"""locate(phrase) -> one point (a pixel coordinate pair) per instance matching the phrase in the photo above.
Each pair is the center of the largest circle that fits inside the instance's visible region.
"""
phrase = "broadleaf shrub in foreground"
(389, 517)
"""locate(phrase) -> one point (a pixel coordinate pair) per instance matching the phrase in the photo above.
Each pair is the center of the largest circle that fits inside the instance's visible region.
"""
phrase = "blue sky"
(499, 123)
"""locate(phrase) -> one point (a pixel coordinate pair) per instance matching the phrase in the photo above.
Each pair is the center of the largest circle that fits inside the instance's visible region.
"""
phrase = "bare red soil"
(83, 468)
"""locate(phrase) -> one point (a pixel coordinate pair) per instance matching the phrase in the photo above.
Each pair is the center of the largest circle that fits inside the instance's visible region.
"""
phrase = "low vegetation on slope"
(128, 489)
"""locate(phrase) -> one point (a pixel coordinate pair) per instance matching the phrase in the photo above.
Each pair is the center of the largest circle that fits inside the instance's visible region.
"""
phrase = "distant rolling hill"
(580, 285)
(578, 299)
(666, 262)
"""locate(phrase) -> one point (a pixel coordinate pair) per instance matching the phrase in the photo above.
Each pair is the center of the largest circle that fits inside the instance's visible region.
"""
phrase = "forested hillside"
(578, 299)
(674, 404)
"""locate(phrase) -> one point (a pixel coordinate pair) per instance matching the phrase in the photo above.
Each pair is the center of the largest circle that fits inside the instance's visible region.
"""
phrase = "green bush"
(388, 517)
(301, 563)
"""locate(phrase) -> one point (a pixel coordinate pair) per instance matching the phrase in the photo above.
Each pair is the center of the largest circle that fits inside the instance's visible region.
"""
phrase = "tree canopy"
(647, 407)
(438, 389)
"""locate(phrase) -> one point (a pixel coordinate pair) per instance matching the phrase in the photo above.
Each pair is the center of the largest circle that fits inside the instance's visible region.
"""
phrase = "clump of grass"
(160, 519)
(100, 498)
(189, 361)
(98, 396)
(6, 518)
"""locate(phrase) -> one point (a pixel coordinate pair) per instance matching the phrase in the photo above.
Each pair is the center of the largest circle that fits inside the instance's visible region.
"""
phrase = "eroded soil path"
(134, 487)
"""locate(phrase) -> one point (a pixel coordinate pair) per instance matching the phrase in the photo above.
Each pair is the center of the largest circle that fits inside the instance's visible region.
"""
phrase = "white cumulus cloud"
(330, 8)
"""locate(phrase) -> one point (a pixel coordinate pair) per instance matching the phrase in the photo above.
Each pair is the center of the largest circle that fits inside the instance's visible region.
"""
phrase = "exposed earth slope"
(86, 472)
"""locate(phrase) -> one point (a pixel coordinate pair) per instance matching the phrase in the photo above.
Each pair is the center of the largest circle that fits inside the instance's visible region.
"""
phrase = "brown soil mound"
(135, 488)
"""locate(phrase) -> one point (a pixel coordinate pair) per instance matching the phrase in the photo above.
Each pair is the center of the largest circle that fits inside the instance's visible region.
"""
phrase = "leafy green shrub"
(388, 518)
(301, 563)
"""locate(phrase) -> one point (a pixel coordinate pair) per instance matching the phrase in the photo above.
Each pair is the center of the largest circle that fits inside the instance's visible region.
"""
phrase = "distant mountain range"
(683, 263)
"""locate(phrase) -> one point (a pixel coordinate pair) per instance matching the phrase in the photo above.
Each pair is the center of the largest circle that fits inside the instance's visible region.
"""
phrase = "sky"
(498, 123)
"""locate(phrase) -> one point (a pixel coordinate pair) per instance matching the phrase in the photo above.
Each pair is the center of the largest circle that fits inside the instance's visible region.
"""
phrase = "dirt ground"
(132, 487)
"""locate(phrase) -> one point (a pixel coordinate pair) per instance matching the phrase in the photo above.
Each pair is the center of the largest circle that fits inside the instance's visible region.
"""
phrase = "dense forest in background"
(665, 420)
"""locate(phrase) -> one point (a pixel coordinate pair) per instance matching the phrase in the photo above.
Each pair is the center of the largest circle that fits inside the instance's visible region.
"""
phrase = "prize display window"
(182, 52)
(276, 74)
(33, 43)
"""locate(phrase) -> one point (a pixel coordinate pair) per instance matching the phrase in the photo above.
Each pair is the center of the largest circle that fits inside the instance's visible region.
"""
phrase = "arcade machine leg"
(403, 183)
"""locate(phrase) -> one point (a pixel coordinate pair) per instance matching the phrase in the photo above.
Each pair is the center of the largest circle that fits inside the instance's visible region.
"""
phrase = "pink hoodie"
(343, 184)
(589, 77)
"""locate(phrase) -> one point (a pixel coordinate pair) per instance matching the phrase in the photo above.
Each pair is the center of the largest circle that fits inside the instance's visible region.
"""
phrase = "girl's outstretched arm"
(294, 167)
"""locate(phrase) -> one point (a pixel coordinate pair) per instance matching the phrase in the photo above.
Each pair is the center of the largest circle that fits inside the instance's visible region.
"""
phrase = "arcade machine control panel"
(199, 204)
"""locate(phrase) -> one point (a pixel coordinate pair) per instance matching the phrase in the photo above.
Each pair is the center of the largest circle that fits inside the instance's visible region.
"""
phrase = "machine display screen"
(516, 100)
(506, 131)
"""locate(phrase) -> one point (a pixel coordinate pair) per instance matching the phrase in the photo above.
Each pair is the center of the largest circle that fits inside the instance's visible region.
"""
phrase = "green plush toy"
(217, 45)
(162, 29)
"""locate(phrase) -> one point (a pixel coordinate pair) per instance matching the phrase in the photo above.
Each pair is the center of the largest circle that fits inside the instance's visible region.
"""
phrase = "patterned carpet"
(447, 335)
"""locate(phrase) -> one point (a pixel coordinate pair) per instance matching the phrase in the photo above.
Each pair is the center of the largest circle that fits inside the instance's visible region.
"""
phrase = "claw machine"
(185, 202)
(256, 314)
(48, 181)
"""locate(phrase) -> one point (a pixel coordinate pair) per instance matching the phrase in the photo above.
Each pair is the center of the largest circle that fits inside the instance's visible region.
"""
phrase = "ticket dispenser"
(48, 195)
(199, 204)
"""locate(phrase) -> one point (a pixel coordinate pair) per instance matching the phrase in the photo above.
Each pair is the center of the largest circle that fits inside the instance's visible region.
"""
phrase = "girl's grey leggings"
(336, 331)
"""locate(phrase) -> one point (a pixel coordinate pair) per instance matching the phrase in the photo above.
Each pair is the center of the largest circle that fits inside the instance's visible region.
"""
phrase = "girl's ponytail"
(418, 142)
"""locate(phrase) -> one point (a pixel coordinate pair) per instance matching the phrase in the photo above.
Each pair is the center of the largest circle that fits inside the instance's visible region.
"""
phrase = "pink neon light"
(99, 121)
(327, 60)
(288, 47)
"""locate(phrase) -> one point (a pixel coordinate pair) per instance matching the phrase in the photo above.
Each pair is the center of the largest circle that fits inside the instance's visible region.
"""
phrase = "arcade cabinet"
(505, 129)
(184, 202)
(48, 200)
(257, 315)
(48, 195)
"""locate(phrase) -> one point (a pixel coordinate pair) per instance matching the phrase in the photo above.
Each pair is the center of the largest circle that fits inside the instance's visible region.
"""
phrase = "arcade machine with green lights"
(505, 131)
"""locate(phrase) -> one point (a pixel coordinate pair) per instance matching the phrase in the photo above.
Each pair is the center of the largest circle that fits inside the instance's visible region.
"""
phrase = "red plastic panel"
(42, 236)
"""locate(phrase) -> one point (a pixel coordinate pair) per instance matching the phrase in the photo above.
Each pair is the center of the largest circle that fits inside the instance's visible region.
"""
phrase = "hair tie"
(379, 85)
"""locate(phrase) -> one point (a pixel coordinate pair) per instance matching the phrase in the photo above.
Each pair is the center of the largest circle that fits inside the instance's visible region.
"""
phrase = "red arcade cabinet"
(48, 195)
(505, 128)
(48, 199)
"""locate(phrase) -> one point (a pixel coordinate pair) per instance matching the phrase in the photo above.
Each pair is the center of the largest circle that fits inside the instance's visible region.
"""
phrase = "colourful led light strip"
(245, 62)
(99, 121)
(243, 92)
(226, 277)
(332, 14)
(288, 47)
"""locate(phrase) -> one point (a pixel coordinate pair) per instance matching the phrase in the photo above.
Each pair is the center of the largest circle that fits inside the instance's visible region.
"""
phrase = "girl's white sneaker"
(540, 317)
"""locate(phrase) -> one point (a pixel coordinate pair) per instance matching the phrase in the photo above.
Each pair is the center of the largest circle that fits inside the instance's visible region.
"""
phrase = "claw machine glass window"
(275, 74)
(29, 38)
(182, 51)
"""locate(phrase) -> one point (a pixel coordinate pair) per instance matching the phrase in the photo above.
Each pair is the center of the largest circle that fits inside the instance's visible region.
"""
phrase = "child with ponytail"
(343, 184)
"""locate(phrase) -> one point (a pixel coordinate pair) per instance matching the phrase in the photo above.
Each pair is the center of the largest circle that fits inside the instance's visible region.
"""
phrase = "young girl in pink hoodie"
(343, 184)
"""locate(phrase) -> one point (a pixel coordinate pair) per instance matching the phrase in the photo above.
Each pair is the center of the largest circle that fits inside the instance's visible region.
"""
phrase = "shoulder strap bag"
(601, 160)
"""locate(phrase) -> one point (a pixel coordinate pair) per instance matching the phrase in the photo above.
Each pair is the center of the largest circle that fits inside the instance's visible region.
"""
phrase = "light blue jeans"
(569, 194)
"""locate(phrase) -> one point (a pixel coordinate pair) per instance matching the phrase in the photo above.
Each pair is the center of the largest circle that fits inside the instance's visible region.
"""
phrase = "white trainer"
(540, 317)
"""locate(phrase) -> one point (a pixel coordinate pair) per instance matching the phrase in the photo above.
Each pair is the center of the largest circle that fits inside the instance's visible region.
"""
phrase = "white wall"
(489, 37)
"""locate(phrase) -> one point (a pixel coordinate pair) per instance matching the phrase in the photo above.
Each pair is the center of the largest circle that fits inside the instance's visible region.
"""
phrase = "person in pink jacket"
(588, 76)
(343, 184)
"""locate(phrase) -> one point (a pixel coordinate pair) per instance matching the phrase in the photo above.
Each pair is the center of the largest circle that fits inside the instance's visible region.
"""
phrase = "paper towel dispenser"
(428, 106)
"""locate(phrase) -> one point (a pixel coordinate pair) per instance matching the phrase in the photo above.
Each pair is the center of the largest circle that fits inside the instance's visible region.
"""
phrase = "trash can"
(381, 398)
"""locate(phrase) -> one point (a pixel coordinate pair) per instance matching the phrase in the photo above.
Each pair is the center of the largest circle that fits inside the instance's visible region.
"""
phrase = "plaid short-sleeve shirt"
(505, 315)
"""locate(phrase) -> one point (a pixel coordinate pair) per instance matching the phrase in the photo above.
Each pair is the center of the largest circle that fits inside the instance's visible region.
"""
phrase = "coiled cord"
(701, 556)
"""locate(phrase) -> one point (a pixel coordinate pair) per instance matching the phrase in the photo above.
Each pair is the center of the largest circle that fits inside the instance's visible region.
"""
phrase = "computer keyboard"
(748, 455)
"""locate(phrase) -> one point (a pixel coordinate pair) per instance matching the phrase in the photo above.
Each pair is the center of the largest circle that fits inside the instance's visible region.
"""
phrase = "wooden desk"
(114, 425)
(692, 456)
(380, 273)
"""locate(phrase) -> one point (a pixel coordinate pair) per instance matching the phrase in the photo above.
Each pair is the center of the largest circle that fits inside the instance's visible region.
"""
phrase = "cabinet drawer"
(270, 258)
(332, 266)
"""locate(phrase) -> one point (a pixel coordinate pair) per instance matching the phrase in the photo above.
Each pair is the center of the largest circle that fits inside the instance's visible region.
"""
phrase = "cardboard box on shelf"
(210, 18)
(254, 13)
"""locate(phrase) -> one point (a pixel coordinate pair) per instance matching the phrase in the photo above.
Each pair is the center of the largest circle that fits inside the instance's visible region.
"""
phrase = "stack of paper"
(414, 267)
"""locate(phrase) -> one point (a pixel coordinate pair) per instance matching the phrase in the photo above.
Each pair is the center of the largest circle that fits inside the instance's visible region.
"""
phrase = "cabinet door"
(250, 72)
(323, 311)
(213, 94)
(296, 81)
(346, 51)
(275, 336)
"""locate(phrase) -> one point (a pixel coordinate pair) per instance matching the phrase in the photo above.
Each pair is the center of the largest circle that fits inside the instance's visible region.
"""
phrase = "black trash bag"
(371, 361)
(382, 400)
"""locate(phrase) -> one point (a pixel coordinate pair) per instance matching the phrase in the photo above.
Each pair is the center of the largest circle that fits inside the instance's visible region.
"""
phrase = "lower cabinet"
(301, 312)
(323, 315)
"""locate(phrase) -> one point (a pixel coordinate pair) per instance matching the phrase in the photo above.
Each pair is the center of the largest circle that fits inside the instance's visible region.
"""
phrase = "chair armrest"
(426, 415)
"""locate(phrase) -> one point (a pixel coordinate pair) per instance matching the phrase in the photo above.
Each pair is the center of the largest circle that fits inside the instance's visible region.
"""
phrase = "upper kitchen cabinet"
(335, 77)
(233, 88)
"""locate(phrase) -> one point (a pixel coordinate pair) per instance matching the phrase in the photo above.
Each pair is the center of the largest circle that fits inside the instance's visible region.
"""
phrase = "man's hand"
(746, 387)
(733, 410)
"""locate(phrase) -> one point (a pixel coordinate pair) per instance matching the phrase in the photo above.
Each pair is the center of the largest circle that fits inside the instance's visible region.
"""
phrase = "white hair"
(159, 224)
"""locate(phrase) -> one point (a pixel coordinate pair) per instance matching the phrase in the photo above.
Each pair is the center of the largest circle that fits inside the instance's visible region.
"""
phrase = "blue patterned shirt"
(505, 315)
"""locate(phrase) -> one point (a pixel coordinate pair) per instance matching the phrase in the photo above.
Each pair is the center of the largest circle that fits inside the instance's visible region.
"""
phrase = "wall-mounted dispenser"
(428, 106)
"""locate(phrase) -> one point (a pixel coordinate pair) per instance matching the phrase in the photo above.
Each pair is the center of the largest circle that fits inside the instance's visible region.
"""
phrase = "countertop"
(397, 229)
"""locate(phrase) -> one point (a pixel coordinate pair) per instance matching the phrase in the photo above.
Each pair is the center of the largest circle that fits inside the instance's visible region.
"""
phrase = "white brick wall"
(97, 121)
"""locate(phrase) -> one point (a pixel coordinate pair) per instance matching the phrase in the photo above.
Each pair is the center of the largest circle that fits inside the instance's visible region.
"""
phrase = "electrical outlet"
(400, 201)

· · · ·

Stated goal:
Pick out every line in the items above that contains the string "with" and copy each of those lines. Case counts when matching.

Answer below:
phrase = "arcade machine with green lights"
phrase = "child with ponytail"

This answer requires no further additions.